→ **DATA FOR REVIEW**:
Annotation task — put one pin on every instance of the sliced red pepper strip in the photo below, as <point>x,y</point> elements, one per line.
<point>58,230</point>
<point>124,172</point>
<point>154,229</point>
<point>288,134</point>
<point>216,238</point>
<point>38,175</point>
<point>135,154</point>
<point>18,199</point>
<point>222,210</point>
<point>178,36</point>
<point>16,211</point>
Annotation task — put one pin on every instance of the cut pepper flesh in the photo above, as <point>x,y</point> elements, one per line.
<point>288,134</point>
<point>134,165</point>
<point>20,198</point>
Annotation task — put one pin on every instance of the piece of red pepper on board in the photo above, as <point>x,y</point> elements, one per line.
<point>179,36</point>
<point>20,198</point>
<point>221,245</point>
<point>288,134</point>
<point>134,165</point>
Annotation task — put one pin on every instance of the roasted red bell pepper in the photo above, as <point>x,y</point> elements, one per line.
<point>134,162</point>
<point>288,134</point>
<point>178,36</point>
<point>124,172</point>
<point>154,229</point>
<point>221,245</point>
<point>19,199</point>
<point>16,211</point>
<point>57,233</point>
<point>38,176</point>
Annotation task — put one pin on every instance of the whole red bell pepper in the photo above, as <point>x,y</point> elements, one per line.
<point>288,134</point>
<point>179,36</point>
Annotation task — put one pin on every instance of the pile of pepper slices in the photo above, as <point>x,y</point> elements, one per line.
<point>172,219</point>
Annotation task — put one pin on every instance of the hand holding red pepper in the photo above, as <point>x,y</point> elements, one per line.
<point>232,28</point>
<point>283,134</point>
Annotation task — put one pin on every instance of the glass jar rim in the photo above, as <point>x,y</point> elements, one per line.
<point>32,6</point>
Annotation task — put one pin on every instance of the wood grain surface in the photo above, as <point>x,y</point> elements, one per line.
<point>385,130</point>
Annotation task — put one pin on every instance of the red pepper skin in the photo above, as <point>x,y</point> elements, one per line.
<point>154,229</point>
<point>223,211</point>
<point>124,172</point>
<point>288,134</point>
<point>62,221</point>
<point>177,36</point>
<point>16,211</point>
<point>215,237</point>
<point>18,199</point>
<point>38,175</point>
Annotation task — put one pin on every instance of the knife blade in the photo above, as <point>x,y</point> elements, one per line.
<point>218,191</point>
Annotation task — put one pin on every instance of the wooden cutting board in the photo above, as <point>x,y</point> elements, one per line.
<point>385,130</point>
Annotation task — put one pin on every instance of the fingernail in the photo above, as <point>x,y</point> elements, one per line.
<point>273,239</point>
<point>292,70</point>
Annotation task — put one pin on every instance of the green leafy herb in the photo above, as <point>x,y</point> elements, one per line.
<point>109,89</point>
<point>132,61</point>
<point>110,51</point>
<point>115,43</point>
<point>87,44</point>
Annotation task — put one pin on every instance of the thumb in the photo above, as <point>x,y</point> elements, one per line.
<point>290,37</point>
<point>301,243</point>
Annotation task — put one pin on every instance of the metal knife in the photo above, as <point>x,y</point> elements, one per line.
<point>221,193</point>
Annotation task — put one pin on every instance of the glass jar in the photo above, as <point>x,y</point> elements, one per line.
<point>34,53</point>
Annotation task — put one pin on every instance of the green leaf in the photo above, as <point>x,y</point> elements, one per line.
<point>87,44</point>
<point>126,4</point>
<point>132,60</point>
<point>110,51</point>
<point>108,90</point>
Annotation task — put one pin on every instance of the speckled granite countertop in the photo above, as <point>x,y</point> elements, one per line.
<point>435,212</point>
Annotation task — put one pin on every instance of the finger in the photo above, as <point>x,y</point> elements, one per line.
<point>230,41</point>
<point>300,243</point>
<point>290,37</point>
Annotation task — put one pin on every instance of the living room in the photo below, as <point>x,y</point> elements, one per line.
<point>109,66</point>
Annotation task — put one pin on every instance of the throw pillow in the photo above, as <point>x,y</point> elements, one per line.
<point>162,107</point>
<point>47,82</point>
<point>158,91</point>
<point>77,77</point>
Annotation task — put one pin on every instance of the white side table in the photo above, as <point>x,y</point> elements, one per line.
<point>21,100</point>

→ **EXERCISE AIM**: What you return must match the listing above exactly, with every line included.

→ **REPLY**:
Annotation task — put one pin on every instance of the sliced red pepper strip in the photo below, as <point>x,y</point> elements, one per line.
<point>58,230</point>
<point>124,172</point>
<point>154,229</point>
<point>288,134</point>
<point>216,238</point>
<point>38,175</point>
<point>135,154</point>
<point>18,199</point>
<point>222,210</point>
<point>178,36</point>
<point>16,211</point>
Annotation task — put one pin on every instance of the cut pepper flesh in the photo above, as <point>x,y</point> elements, one per line.
<point>288,134</point>
<point>134,165</point>
<point>20,198</point>
Annotation task — put one pin on every instance of the piece of red pepper on board in the photo above, as <point>x,y</point> elements, one per line.
<point>179,36</point>
<point>20,198</point>
<point>221,245</point>
<point>288,134</point>
<point>134,165</point>
Annotation task — put one pin on every instance of the roasted red bell pepper in the photo above, as <point>x,y</point> elements, one per line.
<point>134,162</point>
<point>288,134</point>
<point>178,36</point>
<point>124,172</point>
<point>154,229</point>
<point>221,245</point>
<point>19,199</point>
<point>16,211</point>
<point>57,233</point>
<point>38,176</point>
Annotation task — put one pin on every instance of the whole red bell pepper in the photo above, as <point>x,y</point> elements, one per line.
<point>288,134</point>
<point>179,36</point>
Annotation task — put one pin on every instance of the pile of pepper slices in the photo above, as <point>x,y</point> elements, one per line.
<point>172,219</point>
Annotation task — put one pin on every instance of the hand holding red pepper in the photo above, as <point>x,y</point> elements, one per line.
<point>232,28</point>
<point>283,134</point>
Annotation task — put one pin on every instance of the glass jar rim in the photo above, as <point>x,y</point> elements, one per line.
<point>32,6</point>
Annotation task — put one pin on every instance of the wood grain surface in the photo above, as <point>x,y</point> elements, one per line.
<point>385,130</point>
Annotation task — put one pin on every instance of the red pepper skin in the photo above, as <point>x,y</point> elements, one per line.
<point>154,229</point>
<point>223,211</point>
<point>124,172</point>
<point>288,134</point>
<point>62,221</point>
<point>177,36</point>
<point>16,211</point>
<point>215,237</point>
<point>18,199</point>
<point>38,175</point>
Annotation task — put one pin on every instance of the knife blade in the photo above, as <point>x,y</point> elements, one per line.
<point>218,191</point>
Annotation task — put one pin on every instance of the wooden cutting board in the photo above, as <point>x,y</point> elements, one per line.
<point>385,130</point>
Annotation task — put one pin on every instance of the fingernail in the photo above, as <point>x,y</point> elements, one per line.
<point>273,239</point>
<point>292,70</point>
Annotation task — put one pin on every instance of the green leafy herb in the photo above, as <point>x,y</point> elements, one per line.
<point>109,89</point>
<point>132,61</point>
<point>110,51</point>
<point>115,43</point>
<point>87,44</point>
Annotation task — put one pin on every instance of the thumb in the photo above, as <point>x,y</point> elements, one per line.
<point>290,37</point>
<point>301,243</point>
Annotation task — put one pin on every instance of the metal knife in the photo above, as <point>x,y</point> elements, one per line.
<point>221,193</point>
Annotation task — put one pin on every instance of the glass jar in the photo above, as <point>x,y</point> elements, one per line.
<point>34,53</point>
Annotation task — put one pin on every instance of the green leaf in the photo above, as <point>x,y</point> elements, one per line.
<point>87,44</point>
<point>126,4</point>
<point>132,60</point>
<point>110,51</point>
<point>108,90</point>
Annotation task — put one pin on every instance of the speckled granite countertop in the photo above, as <point>x,y</point> elements, one per line.
<point>435,212</point>
Annotation task — put one pin on every instance of the finger in the photo above, as <point>x,y</point> elements, one per line.
<point>230,41</point>
<point>300,243</point>
<point>290,37</point>
Annotation task — put one pin on every instance of the living room in the photo below, as <point>x,y</point> elements, one per line.
<point>109,66</point>
Annotation task — put one pin on every instance of the throw pillow in the photo above, as <point>x,y</point> elements, one per line.
<point>162,107</point>
<point>47,82</point>
<point>158,91</point>
<point>77,77</point>
Annotation task — put one pin on every instance of the white side table in the photo above, as <point>x,y</point> elements, one per line.
<point>21,100</point>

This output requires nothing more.